→ **GIVEN PASSAGE**:
“If you want to walk fast, walk alone, but if you want to walk far, walk with others” was the African proverb the outgoing COP17 President Maite Nkoana-Mashabane from South Africa quoted in her opening address to the 18th Conference of the Parties (COP) of UN climate body that kicked off in Doha a week ago. The cliché highlights the long-term importance of the outcomes of multilateral negotiations despite the process being difficult, drawn-out and tiresome. Negotiating a deal that consensually addresses the concerns of over 192 countries representing various stages of development including the biggest greenhouse gas emitters such as China and the US and the highly vulnerable but the least emitters such as LDCS and many small island states is not easy.
This year’s COP stands at crossroads. The first commitment period of Kyoto Protocol (KP) that came into effect in 2005 after it was adopted in 1997 ends this year, with little progress in its commitment of cutting global GHG emissions by at least 5.2 percent below 1990 levels by 2008-2012. A succeeding accord with clearly spelt out timeframe, number and ambition level is yet to emerge, though a broader consensus on its immediate extension with a legally binding text had been reached last year in Durban. It had been agreed in principle that such a deal would be struck by 2015 and brought into force by 2020.
There are many powerful countries including the US which never ratified the KP even after signing it, and Russia, Japan, Canada and New Zealand, which have pulled out from the regime arguing it would be meaningless unless the emerging nations led by BASIC countries (Brazil, South Africa, India and China) are also bound legally to reduce emissions. However, the BASIC countries assert that as per the principle of Common but Differentiated Responsibilities and Respective Capabilities (CBDR-RC) and equity based on “historical responsibilities” of the industrialized countries (known as Annex 1 as per the KP), they cannot be treated on equal footing as they should be allowed to “develop, though not at the cost of environment”.
COP18 is also restless about the safe and successful culmination of its two subsidiary bodies formed as AWGs (Ad-hoc working groups) for the long-term cooperative action (LCA) under the Bali Action Plan (BAP) during COP13 in 2007 and for the “further commitment for Annex 1 parties” under the KP in 2005 respectively. The concern as to how the unaccomplished or half-accomplished tasks on adaptation and mitigation assigned to these two streams of negotiation would be addressed by a new AWG on what is called the Durban Platform for Enhanced Action (ADP) that was created during COP17 is wide and worrisome, especially on the part of the developing and least developed countries. They are the ones who are most affected and vulnerable, and need, therefore, an easy and equitable access to finance, technology transfer and capacity development mechanisms at a scaled-up and sustainable basis.

→ **SUPPLIED ENTRIES**:
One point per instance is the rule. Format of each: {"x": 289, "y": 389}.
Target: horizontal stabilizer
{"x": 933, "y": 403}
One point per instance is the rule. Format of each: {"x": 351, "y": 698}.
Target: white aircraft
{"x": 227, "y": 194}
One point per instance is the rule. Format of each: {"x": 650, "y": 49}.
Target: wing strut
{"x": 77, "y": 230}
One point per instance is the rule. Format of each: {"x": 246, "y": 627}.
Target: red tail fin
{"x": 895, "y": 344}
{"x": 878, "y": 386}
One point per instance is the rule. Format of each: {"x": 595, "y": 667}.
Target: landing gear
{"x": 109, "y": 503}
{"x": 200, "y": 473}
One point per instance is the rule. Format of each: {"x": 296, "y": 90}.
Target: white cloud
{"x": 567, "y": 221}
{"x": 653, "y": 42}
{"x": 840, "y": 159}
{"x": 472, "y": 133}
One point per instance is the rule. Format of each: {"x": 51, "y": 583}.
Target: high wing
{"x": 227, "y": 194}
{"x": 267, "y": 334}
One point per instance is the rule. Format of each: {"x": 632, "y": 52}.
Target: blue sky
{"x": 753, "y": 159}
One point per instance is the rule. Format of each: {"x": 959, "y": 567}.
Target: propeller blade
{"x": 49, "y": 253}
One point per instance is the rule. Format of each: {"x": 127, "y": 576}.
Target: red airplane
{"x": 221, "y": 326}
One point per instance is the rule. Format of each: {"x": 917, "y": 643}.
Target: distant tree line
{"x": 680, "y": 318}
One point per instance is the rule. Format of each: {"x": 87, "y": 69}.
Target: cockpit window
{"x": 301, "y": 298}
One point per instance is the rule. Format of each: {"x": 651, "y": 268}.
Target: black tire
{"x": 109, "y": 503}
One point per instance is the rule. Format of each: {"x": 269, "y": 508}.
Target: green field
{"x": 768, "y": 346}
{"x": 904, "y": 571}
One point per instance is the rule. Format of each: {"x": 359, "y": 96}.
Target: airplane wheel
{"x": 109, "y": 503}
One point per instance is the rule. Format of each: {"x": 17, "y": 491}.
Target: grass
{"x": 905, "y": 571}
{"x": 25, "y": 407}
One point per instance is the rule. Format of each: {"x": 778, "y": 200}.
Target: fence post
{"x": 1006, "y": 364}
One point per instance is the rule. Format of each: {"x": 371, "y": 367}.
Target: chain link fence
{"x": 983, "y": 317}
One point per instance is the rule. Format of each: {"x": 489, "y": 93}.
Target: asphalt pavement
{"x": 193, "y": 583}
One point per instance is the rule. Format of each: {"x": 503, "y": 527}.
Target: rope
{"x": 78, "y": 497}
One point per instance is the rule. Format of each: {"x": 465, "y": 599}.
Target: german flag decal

→ **WRITTEN EXERCISE**: According to the passage on the Doha climate conference, what cut in global greenhouse gas emissions did the first commitment period of the Kyoto Protocol set?

→ **ANSWER BELOW**: A cut of at least 5.2 percent below 1990 levels by 2008-2012.